======== Stored rows

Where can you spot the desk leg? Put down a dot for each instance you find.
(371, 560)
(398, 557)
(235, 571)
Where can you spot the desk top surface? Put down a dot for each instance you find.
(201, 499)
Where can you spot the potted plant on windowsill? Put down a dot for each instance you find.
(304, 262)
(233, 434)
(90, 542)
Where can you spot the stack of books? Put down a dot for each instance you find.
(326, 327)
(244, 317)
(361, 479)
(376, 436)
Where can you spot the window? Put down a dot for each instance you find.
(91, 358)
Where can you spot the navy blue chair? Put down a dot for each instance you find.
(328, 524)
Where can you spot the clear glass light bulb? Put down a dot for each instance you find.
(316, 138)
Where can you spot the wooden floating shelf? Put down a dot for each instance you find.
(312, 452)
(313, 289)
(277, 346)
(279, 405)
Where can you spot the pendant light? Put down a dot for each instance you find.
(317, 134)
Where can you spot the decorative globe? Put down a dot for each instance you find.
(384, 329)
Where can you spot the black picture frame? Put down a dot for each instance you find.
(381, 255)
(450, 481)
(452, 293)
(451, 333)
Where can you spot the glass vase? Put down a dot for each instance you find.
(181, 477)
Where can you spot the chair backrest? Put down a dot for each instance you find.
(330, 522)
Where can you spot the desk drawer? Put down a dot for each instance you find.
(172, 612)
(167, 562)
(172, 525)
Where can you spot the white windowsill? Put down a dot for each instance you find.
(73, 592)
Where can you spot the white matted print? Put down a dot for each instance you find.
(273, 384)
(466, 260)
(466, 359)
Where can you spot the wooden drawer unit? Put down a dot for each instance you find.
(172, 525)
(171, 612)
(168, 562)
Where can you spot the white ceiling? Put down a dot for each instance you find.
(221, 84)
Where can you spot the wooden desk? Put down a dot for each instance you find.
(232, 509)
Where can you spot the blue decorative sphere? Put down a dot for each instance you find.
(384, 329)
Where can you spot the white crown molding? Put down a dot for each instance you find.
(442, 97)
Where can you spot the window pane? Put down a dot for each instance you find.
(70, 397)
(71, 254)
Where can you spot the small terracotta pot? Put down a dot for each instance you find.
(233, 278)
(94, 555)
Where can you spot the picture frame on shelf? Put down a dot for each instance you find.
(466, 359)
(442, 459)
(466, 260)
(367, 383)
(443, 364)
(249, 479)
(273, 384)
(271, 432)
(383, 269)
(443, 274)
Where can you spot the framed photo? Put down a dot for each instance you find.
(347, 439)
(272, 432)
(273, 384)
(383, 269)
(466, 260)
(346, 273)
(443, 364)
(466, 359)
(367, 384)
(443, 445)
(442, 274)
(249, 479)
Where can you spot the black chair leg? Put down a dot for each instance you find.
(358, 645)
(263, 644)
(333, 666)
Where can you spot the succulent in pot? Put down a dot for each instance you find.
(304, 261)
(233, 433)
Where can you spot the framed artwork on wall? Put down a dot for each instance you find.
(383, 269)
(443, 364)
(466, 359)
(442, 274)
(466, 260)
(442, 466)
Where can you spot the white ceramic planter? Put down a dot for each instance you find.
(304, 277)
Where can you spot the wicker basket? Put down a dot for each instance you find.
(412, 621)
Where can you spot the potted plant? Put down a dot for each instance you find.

================

The task -> Retype every one of the entries above word for word, keeping them in their original order.

Completed exercise ->
Where can you spot the desk leg? Put down a dot for each instance you find.
(371, 560)
(398, 557)
(235, 571)
Where can you spot the desk top surface? Put down a dot for each instance you find.
(201, 499)
Where can you spot the potted plant on windowsill? Put down a dot for each instance you find.
(304, 262)
(233, 434)
(90, 542)
Where can you spot the stack of books? Put down a dot for each instance you find.
(326, 327)
(244, 317)
(361, 479)
(376, 436)
Where can you spot the window? Put down a dot for each instance you find.
(91, 358)
Where can you spot the navy blue chair? Put down a dot for each instance you find.
(328, 524)
Where can you spot the clear glass light bulb? Put down a dot for each instance you find.
(316, 138)
Where can you spot the wooden floating shelf? Put down a dot for each instance you find.
(312, 452)
(313, 289)
(277, 346)
(279, 405)
Where can you spot the pendant light? Put down a dot for each instance you find.
(317, 134)
Where can you spot the decorative globe? Put down a dot for each instance you find.
(384, 329)
Where can you spot the black picture frame? Put down a dot for each instance you find.
(381, 255)
(450, 481)
(452, 293)
(451, 333)
Where can you spot the glass vase? Put down a dot for each instance you find.
(181, 477)
Where can you spot the chair backrest? Put down a dot for each instance you find.
(330, 522)
Where can you spot the desk drawer? Put down a dot for each instance you find.
(172, 612)
(167, 562)
(172, 525)
Where can you spot the white windowsill? Put down a dot for each instance you find.
(73, 592)
Where can you spot the white matted print? Put down a dot for each instance you find.
(273, 384)
(466, 260)
(466, 359)
Where can you spot the wooden drawer unit? Put down a dot for each instance you find.
(172, 525)
(171, 612)
(168, 562)
Where can you spot the white ceiling? Put down a dot for each instance you find.
(221, 84)
Where can you spot the wooden desk? Put down a dot for each instance you find.
(232, 509)
Where can you spot the blue decorative sphere? Put down a dot for each instance you find.
(384, 329)
Where can you spot the white crown molding? Put down a dot for each instance you find.
(442, 97)
Where can you spot the window pane? Put down a dot for each instance you find.
(70, 397)
(71, 254)
Where can you spot the small terracotta pot? Put down a dot for each instance you find.
(233, 278)
(94, 555)
Where can you spot the picture frame on shelf? Put down a dot for each instance you find.
(466, 359)
(442, 459)
(466, 260)
(367, 383)
(443, 364)
(249, 479)
(273, 384)
(271, 432)
(383, 269)
(443, 274)
Where can you spot the framed photo? Put down a dot for each instance you find.
(347, 439)
(272, 432)
(273, 384)
(383, 269)
(466, 260)
(346, 273)
(443, 364)
(466, 359)
(367, 384)
(443, 445)
(442, 274)
(249, 479)
Where can you spot the black chair leg? Put down a dot for each instance you find.
(358, 645)
(263, 644)
(333, 666)
Where can you spot the succulent in pot? Put down a dot for each instance you find.
(304, 261)
(233, 433)
Where can you spot the framed artwork on wall? Put down a dot for each instance you find.
(383, 269)
(443, 364)
(466, 359)
(442, 274)
(466, 260)
(442, 466)
Where can you spot the white ceramic planter? Put down a dot for each instance you find.
(304, 277)
Where can you spot the wicker basket? Put down a dot for each instance you find.
(412, 621)
Where can you spot the potted plant? Put down a dot for each instance you find.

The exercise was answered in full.